**Records provided:**

_ _ _ _ _ _ _

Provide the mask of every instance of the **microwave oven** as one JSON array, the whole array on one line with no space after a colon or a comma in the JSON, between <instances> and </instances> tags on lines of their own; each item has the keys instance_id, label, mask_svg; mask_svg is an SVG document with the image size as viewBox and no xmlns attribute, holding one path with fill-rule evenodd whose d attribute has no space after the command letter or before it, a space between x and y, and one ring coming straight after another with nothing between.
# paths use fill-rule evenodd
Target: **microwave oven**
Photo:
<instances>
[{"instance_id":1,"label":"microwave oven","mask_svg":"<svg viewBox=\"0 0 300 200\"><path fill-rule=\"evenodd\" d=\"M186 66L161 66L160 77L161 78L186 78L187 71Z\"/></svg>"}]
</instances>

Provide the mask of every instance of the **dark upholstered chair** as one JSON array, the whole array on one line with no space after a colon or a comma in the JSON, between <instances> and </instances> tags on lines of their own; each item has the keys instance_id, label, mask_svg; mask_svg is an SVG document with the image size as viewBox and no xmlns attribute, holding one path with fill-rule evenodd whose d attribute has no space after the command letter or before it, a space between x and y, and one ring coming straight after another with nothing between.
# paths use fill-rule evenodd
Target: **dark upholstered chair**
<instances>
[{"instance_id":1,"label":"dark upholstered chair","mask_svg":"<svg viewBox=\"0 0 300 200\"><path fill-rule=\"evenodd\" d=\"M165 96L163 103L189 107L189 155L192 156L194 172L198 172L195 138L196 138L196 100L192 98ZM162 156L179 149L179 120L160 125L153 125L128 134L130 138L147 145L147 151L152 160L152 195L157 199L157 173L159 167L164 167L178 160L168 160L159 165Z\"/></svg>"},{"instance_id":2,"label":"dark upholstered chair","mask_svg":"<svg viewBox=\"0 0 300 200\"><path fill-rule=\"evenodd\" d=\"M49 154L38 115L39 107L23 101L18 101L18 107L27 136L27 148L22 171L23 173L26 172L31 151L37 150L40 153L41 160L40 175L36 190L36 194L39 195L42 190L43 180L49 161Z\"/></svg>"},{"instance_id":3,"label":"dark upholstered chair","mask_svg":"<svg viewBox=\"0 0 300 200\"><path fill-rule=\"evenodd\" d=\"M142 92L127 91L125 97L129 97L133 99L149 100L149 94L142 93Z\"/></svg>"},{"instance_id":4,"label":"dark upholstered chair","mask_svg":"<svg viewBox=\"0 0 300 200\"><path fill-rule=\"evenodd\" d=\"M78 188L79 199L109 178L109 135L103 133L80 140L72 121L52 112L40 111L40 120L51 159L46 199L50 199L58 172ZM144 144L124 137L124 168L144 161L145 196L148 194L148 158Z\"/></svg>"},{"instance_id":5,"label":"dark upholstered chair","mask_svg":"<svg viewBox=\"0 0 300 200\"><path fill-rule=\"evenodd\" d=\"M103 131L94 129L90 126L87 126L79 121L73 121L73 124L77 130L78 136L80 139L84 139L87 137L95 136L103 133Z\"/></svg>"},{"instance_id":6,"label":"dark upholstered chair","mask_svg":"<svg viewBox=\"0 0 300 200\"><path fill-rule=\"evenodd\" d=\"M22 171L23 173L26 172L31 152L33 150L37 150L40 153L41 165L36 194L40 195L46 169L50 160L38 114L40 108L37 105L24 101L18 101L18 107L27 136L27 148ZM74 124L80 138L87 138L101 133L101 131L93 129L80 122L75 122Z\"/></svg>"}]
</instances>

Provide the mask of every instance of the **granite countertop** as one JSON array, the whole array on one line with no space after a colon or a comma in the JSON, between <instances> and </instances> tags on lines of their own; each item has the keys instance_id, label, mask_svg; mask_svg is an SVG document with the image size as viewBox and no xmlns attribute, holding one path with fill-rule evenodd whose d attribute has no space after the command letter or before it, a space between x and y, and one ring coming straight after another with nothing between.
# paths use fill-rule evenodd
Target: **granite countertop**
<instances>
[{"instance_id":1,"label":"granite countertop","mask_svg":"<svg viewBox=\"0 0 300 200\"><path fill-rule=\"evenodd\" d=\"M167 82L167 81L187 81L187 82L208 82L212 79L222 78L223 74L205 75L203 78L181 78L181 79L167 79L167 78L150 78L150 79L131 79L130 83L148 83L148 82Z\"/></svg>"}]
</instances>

_ _ _ _ _ _ _

Output each line of the material exactly, keeping every word as it appears.

**Result below:**
Provide the mask of every instance of the **microwave oven** as one JSON array, the whole array on one line with no space after a colon or a comma in the JSON, between <instances> and </instances> tags on lines of their own; each item has the keys instance_id, label, mask_svg; mask_svg is an SVG document with the image size as viewBox and no xmlns attribute, holding one path with fill-rule evenodd whose d attribute has no space after the command letter or before it, a space between x and y, and one ring coming straight after another with nothing between.
# paths use fill-rule evenodd
Target: **microwave oven**
Photo:
<instances>
[{"instance_id":1,"label":"microwave oven","mask_svg":"<svg viewBox=\"0 0 300 200\"><path fill-rule=\"evenodd\" d=\"M186 66L161 66L160 77L161 78L186 78L187 71Z\"/></svg>"}]
</instances>

Provide the mask of every instance of the **dark upholstered chair** as one JSON array, the whole array on one line with no space after a colon or a comma in the JSON, between <instances> and </instances> tags on lines of their own; each item has the keys instance_id, label, mask_svg; mask_svg is an SVG document with the image size as viewBox and no xmlns attribute, holding one path with fill-rule evenodd whose d attribute has no space after the command letter or before it, a space between x and y, and one ring coming straight after another with nothing between.
# paths use fill-rule evenodd
Target: **dark upholstered chair**
<instances>
[{"instance_id":1,"label":"dark upholstered chair","mask_svg":"<svg viewBox=\"0 0 300 200\"><path fill-rule=\"evenodd\" d=\"M165 96L163 103L189 107L189 155L192 156L194 172L198 172L195 138L196 138L196 100L192 98ZM162 156L179 149L179 120L160 125L153 125L128 134L130 138L147 145L147 151L152 160L152 195L157 199L157 173L159 167L164 167L178 160L168 160L159 165Z\"/></svg>"},{"instance_id":2,"label":"dark upholstered chair","mask_svg":"<svg viewBox=\"0 0 300 200\"><path fill-rule=\"evenodd\" d=\"M49 154L38 115L39 107L23 101L18 101L18 107L27 136L27 148L22 171L23 173L26 172L31 151L37 150L40 153L41 160L40 175L36 190L36 194L39 195L42 190L43 180L49 161Z\"/></svg>"},{"instance_id":3,"label":"dark upholstered chair","mask_svg":"<svg viewBox=\"0 0 300 200\"><path fill-rule=\"evenodd\" d=\"M142 92L127 91L125 97L129 97L133 99L149 100L149 94L142 93Z\"/></svg>"},{"instance_id":4,"label":"dark upholstered chair","mask_svg":"<svg viewBox=\"0 0 300 200\"><path fill-rule=\"evenodd\" d=\"M78 188L79 199L109 178L109 135L103 133L80 140L72 121L52 112L40 111L40 120L51 159L46 199L50 199L58 172ZM144 144L124 137L124 168L144 161L145 196L148 194L148 158Z\"/></svg>"},{"instance_id":5,"label":"dark upholstered chair","mask_svg":"<svg viewBox=\"0 0 300 200\"><path fill-rule=\"evenodd\" d=\"M103 131L94 129L90 126L87 126L79 121L73 121L73 124L77 130L78 136L80 139L84 139L87 137L95 136L103 133Z\"/></svg>"},{"instance_id":6,"label":"dark upholstered chair","mask_svg":"<svg viewBox=\"0 0 300 200\"><path fill-rule=\"evenodd\" d=\"M22 171L23 173L26 172L31 152L33 150L37 150L40 153L41 165L36 194L40 195L46 169L50 160L38 114L40 108L37 105L24 101L18 101L18 107L27 136L27 148ZM74 124L80 138L87 138L101 133L101 131L93 129L80 122L75 122Z\"/></svg>"}]
</instances>

Provide the mask of every instance of the **granite countertop** as one JSON array, the whole array on one line with no space after a colon or a comma in the JSON, between <instances> and </instances> tags on lines of their own; each item has the keys instance_id, label, mask_svg; mask_svg is an SVG document with the image size as viewBox and no xmlns attribute, holding one path with fill-rule evenodd whose d attribute has no space after the command letter or before it, a space between x and y, and one ring coming straight after another with nothing between.
# paths use fill-rule evenodd
Target: **granite countertop**
<instances>
[{"instance_id":1,"label":"granite countertop","mask_svg":"<svg viewBox=\"0 0 300 200\"><path fill-rule=\"evenodd\" d=\"M167 82L167 81L187 81L187 82L208 82L212 79L222 78L223 74L205 75L203 78L181 78L181 79L167 79L167 78L150 78L150 79L131 79L130 83L148 83L148 82Z\"/></svg>"}]
</instances>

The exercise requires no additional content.